Short task
Please convert the lines of the records, from the line containing "Could you please locate the brushed" through the last line of the records, into a Markdown table with the columns Row and Line. Number each row and leave out blank lines.

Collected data
* BEGIN *

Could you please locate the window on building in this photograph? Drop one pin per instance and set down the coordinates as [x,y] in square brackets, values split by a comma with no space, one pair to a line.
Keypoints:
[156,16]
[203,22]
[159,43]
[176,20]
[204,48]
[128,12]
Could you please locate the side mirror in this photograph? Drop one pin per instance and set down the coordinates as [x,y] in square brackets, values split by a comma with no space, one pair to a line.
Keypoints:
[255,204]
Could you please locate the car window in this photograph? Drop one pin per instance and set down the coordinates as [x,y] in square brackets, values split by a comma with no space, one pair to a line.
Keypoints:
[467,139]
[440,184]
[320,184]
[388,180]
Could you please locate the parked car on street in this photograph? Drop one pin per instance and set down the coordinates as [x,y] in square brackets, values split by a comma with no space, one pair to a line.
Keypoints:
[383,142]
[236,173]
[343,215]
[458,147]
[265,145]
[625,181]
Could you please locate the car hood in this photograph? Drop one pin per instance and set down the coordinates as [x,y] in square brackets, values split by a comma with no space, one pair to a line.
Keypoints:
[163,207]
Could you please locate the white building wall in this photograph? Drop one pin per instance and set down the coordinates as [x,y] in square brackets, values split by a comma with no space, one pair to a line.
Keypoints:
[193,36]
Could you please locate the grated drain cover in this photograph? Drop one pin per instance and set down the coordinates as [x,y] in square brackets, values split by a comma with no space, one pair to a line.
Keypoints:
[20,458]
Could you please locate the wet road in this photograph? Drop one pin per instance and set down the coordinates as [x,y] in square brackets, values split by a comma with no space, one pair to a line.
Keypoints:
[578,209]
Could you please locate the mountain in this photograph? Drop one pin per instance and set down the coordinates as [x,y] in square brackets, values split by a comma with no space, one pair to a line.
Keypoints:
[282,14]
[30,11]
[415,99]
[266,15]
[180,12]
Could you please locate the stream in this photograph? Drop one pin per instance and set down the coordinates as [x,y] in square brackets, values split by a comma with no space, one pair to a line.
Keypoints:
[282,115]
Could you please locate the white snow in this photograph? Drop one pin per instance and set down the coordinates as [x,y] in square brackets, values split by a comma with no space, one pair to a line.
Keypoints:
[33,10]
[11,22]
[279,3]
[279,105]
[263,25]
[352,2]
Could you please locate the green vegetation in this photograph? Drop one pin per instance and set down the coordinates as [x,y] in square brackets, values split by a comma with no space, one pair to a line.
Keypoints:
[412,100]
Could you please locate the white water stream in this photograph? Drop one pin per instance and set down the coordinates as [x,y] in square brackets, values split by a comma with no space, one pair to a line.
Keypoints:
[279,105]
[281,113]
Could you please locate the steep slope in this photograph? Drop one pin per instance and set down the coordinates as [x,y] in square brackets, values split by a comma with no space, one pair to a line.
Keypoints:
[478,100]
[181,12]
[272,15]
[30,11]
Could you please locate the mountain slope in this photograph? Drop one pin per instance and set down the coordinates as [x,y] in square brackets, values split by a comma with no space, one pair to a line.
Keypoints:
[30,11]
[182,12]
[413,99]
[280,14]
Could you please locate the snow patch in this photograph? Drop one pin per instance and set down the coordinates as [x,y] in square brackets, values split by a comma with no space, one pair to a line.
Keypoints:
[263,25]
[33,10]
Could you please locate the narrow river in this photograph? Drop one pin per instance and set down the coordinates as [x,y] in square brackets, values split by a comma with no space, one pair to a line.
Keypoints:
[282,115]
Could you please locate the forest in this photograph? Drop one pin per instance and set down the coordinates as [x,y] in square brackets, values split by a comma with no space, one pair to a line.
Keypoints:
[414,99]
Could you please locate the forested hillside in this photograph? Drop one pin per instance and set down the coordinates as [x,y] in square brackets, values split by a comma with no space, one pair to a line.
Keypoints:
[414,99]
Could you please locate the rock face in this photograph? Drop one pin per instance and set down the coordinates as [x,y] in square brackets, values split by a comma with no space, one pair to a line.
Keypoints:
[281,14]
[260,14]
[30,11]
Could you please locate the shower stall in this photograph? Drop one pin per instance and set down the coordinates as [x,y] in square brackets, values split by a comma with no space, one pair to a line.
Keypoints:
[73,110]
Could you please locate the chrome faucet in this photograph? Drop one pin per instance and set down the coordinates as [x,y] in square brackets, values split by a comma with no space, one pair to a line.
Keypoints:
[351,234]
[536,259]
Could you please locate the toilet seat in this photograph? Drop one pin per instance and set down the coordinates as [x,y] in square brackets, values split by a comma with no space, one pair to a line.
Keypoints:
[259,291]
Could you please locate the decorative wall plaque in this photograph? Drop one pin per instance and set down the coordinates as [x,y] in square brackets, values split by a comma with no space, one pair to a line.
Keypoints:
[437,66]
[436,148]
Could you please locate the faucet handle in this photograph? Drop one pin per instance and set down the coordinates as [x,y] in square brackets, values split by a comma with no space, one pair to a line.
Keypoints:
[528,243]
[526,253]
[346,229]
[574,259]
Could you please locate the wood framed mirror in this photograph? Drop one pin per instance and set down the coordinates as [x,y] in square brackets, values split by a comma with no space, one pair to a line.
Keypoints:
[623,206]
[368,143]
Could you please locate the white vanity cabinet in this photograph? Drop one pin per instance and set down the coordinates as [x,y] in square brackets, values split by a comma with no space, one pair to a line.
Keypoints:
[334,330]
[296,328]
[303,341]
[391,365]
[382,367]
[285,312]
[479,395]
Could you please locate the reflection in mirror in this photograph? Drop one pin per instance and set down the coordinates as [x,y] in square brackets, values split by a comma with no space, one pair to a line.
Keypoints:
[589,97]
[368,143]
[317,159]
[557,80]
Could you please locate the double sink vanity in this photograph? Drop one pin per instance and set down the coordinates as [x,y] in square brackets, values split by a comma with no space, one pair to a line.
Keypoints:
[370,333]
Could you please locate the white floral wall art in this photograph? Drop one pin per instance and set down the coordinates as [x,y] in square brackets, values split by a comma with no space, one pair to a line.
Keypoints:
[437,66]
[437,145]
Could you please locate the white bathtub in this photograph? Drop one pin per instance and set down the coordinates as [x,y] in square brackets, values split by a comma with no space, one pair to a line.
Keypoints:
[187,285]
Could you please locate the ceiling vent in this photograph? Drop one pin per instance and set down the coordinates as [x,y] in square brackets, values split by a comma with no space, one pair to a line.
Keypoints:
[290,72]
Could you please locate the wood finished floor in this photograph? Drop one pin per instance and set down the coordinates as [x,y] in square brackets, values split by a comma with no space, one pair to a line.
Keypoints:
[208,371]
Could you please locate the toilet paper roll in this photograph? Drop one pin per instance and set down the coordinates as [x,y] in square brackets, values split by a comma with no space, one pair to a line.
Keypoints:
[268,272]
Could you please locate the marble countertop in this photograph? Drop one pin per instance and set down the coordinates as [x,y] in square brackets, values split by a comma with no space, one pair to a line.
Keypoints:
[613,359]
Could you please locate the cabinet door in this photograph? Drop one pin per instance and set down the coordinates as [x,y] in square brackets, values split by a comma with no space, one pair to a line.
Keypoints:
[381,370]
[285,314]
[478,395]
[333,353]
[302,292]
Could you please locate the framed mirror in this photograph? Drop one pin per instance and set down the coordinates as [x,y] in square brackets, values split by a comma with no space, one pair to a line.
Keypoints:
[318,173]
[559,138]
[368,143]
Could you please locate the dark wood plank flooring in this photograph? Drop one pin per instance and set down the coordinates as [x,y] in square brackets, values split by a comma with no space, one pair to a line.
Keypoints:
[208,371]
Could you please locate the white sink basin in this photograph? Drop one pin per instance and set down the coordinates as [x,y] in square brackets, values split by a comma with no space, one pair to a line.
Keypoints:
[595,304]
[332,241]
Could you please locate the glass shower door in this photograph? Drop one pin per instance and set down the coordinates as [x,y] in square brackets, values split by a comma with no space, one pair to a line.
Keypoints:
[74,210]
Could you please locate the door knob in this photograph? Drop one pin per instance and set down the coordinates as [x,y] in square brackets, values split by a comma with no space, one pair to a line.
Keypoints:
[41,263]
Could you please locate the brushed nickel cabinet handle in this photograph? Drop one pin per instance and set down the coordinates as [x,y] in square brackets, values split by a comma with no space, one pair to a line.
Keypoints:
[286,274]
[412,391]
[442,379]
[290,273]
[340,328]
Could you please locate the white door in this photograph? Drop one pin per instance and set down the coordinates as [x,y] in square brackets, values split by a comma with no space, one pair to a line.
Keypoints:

* END *

Full solution
| Row | Line |
|---|---|
| 1 | Could you please locate the brushed nickel cabinet handle in this photograph? Drop one pin per instance and set down the coordinates as [x,y] in square brackets, values split by a comma with no space, one pair to a line. |
| 2 | Keypoints: |
| 3 | [286,274] |
| 4 | [412,391] |
| 5 | [442,379] |
| 6 | [290,273] |
| 7 | [340,328] |
| 8 | Could you please locate the white door in this photograph? Drop one pin per instance and set down the coordinates as [x,y] in square brackets, values split by a comma with no space, one pair to a line. |
| 9 | Keypoints: |